▸ **Data items**
::::::

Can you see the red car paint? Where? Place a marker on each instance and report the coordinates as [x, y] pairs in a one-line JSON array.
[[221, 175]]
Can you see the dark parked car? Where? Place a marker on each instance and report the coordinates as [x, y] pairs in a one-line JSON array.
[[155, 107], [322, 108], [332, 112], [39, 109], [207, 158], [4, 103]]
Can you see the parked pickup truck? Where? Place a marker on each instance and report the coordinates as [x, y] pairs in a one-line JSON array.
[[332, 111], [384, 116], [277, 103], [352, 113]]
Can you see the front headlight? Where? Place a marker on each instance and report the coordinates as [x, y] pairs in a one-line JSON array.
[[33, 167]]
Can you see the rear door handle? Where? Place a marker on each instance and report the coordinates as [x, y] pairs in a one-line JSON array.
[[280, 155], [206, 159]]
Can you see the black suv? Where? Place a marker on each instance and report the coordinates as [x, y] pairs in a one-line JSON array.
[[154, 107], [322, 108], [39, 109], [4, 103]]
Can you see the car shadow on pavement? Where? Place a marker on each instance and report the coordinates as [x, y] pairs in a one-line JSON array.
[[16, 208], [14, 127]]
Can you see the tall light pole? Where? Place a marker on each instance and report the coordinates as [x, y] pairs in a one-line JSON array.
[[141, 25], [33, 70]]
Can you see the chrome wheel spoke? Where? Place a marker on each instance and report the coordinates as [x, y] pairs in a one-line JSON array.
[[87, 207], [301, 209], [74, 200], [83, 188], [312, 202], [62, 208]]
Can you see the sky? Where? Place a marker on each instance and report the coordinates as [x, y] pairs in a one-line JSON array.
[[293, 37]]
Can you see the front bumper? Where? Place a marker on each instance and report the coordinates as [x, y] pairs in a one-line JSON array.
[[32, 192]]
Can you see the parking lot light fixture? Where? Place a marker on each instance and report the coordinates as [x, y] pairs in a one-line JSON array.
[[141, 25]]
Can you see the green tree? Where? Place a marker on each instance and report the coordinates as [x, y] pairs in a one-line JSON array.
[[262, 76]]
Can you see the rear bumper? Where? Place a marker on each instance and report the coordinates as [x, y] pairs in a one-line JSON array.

::::::

▸ **Task statement**
The response should consist of every record, written out exactly as given.

▸ **Output**
Can you see the red car paint? Where? Place a marker on each instance and report the coordinates as [x, y] pairs in a one-line JSON array.
[[221, 175]]
Can you see the dark parked car? Where? Place a marker on each instance and report the coordinates as [x, y] pairs in a one-line JSON array.
[[155, 107], [322, 108], [332, 112], [39, 109], [207, 158], [4, 103]]
Can you see the parked pickup truck? Where? Place a marker on each instance and report the coordinates as [x, y] pairs in a one-line JSON array.
[[332, 111], [384, 116], [277, 103], [352, 113]]
Can you see the front headlight? Where? Place a marker on each instance and report the coordinates as [x, y] pairs in a one-line JSON array.
[[33, 167]]
Can you see the rear door handle? Where? Place a marker on each instance and report the coordinates as [x, y] pairs in a one-line JSON array.
[[280, 155], [206, 159]]
Can you see the black suv? Where? Place a marker on each instance and report the coordinates as [x, y] pairs in a one-line JSON array.
[[154, 107], [322, 108], [39, 109], [4, 103]]
Can you see the car shadow on pavement? Where? Place a marker on each instance and report the coordinates as [x, y] pairs in a one-line JSON array.
[[16, 208], [14, 127]]
Can you see the tall light pole? Where? Place a marker on each instance and report the coordinates as [x, y] pairs in a one-line JSON array.
[[141, 25], [33, 70]]
Can you see the chrome wheel spoke? Where? Place a marker on each instance and report the coordinates as [x, y] pairs in a one-line JSON array.
[[87, 207], [301, 209], [74, 200], [83, 188], [312, 202], [62, 208]]
Can you see the sky? Where? Place a marker on each instance and report the coordinates as [x, y] pairs in a one-line JSON array.
[[293, 37]]
Can you see the front bumper? Where? Place a marker on each instance and report the coordinates as [x, y] pairs in a one-line JSON array.
[[32, 192]]
Can you see the parking lot light fixture? Where? Place a marker on each instance and report the coordinates as [x, y] pairs in a one-line JSON array.
[[141, 25]]
Can you see the green tree? Where? Place a marker on each instance and report the coordinates as [x, y] pairs in a one-line JSON array.
[[262, 76]]
Can you see the rear bumper? Where? Place a marker on each instance and report the coordinates as [x, y] pairs in a one-line JSON array.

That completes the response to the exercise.